(Pointing dataset excerpts)
......

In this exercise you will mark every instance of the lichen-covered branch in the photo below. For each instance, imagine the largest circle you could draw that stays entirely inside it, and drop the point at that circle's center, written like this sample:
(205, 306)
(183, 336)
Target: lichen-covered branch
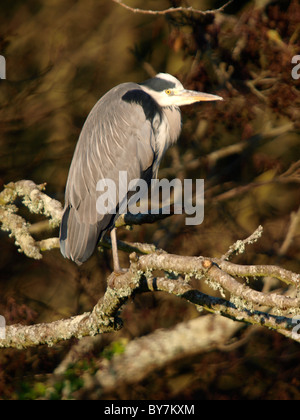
(149, 272)
(172, 9)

......

Given problem >>
Give back every line exactly as it stands, pictures excluded.

Written solution >>
In this exercise you will mark every instance of the lichen-covered branch in the photo below. For each instance, imagine the largest circle you could draw that stays entirely inside it, and drop the point at that circle's center, written like this sample:
(205, 306)
(183, 336)
Target: lichen-covered branch
(149, 272)
(172, 9)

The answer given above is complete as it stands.